Good Morning Everyone!
One of the most important research topics in the RL community has been lately the study of how to make our research more scientific, applicable, and replicable.
On a more global scale, it is no secret that the scientific community has been suffering a replicability crisis, with lots of research being questioned because of the impossibility to repeat it with similar results. It has mostly been tackled in medicine and psychology, but ML researchers have the same concerns, as our research is heavily dependent on the amount of compute and resources, as well as random seeds and methodology.
The paper Towards Deployable RL - What’s Broken with RL Research and a Potential Fix highlights the problem (NRL 3), Empirical Design in Reinforcement Learning tackles it through an educational perspective on good practices (Currently in chapter 4, we will have that summary!!), and this week’s publication, Replicable Reinforcement Learning tries to fix it by proposing an easily replicable algorithm.
In other news, LLM’s clearly are in vogue, and this week’s classification of articles reflects that, with more than 15 articles addressing the topic. At the end of this newsletter some very raw notes on last week’s highlighted article SneakyPrompt: Evaluating Robustness of Text-to-image Generative Models' Safety Filters.
On this week’s articles on LLM’s I found these two very interesting:
Mindstorms in Natural Language-Based Societies of Mind
Minsky's "society of mind" and Schmidhuber's "learning to think" inspire diverse societies of large multimodal neural networks that engage in "Mindstorm" interviews to solve problems.

^^^^

PROBLEM SET:
(1) Answer these questions from the RL research newsletter, each on its own line:
(a) In which fields has the replicability crisis mostly been tackled?
(b) How many articles this week addressed LLMs?
(c) Whose ideas inspire the societies of neural networks described under "Mindstorms in Natural Language-Based Societies of Mind"?
(2) Pick up the RL research newsletter after its final sentence and carry it on.

^^^^

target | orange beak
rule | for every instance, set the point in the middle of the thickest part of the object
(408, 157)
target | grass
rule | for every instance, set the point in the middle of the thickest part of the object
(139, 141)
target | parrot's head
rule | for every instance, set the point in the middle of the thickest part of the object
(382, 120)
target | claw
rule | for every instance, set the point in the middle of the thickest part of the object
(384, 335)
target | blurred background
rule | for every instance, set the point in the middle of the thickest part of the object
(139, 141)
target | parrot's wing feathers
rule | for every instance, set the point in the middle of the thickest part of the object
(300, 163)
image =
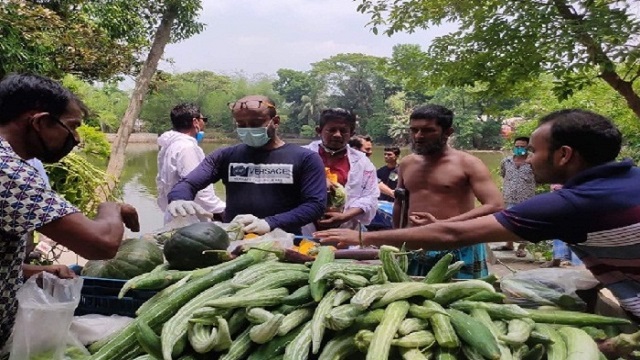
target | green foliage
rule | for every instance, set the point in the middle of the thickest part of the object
(79, 182)
(106, 103)
(92, 39)
(56, 38)
(597, 97)
(308, 131)
(206, 89)
(94, 142)
(511, 43)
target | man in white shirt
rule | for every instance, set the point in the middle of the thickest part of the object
(179, 154)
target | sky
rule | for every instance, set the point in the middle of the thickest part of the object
(260, 37)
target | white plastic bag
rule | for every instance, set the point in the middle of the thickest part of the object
(45, 310)
(549, 286)
(93, 327)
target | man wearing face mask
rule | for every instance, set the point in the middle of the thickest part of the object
(353, 169)
(443, 184)
(180, 154)
(269, 184)
(518, 183)
(38, 119)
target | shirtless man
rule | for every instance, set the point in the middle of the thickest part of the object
(443, 184)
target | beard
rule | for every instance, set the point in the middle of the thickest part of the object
(429, 148)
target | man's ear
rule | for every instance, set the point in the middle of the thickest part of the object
(566, 154)
(37, 120)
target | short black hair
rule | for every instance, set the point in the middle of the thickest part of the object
(182, 115)
(393, 149)
(357, 142)
(20, 93)
(337, 114)
(442, 115)
(593, 136)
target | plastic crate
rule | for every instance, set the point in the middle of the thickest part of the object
(100, 296)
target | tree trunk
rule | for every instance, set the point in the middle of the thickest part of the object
(624, 88)
(160, 40)
(600, 59)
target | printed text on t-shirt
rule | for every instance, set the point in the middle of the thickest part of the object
(261, 173)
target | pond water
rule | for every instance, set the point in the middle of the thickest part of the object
(139, 186)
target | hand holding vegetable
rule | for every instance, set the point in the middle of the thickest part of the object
(338, 237)
(257, 226)
(421, 218)
(184, 208)
(332, 219)
(130, 217)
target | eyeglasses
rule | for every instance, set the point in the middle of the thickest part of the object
(250, 104)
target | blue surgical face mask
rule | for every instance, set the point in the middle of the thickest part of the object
(199, 136)
(519, 151)
(254, 137)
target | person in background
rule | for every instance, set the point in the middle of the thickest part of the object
(518, 184)
(443, 185)
(269, 184)
(388, 174)
(38, 119)
(362, 143)
(353, 169)
(30, 236)
(179, 154)
(562, 254)
(597, 212)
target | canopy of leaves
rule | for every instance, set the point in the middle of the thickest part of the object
(106, 102)
(505, 42)
(92, 39)
(206, 89)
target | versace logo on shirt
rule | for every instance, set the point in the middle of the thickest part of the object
(261, 173)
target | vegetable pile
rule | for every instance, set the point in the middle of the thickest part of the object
(258, 307)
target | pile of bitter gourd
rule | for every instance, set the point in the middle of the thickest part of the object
(258, 307)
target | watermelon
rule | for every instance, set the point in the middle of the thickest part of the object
(135, 257)
(183, 250)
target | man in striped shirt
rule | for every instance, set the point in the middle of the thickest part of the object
(597, 212)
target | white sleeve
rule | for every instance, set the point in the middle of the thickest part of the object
(188, 159)
(368, 198)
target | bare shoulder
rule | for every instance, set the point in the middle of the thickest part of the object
(467, 158)
(409, 160)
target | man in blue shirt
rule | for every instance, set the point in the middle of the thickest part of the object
(269, 184)
(597, 212)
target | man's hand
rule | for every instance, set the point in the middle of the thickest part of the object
(184, 208)
(421, 218)
(130, 217)
(338, 237)
(61, 271)
(332, 219)
(258, 226)
(244, 219)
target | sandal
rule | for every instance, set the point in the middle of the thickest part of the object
(552, 263)
(502, 248)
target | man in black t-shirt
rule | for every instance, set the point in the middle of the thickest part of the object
(388, 174)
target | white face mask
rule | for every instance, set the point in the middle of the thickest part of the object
(254, 137)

^^^^

RESULTS BY TASK:
(1)
(a) Medicine and psychology.
(b) More than 15.
(c) Minsky's "society of mind" and Schmidhuber's "learning to think."

(2)
Recent implementations of these societies of minds involve large language models (LLMs) and other neural network-based experts communicating through a natural language interface, overcoming the limitations of single LLMs and improving multimodal zero-shot reasoning.
Natural language-based societies of mind (NLSOMs) allow for the easy addition of new agents using a universal symbolic language, facilitating modular expansion.
NLSOMs, with up to 129 members, have been assembled and experimented with, successfully addressing practical AI tasks such as visual question answering, image captioning, text-to-image synthesis, 3D generation, egocentric retrieval, embodied AI, and general language-based task solving.
This serves as a foundation for future NLSOMs with billions of agents, potentially including humans, raising crucial research questions about social structures, the (dis)advantages of different governance models, and the application of neural network economies to maximize rewards in reinforcement learning NLSOMs.
Language Model Self-improvement by Reinforcement Learning Contemplation
Large Language Models (LLMs) have shown impressive performance in NLP tasks, but fine-tuning them requires significant supervision, which is costly and time-consuming.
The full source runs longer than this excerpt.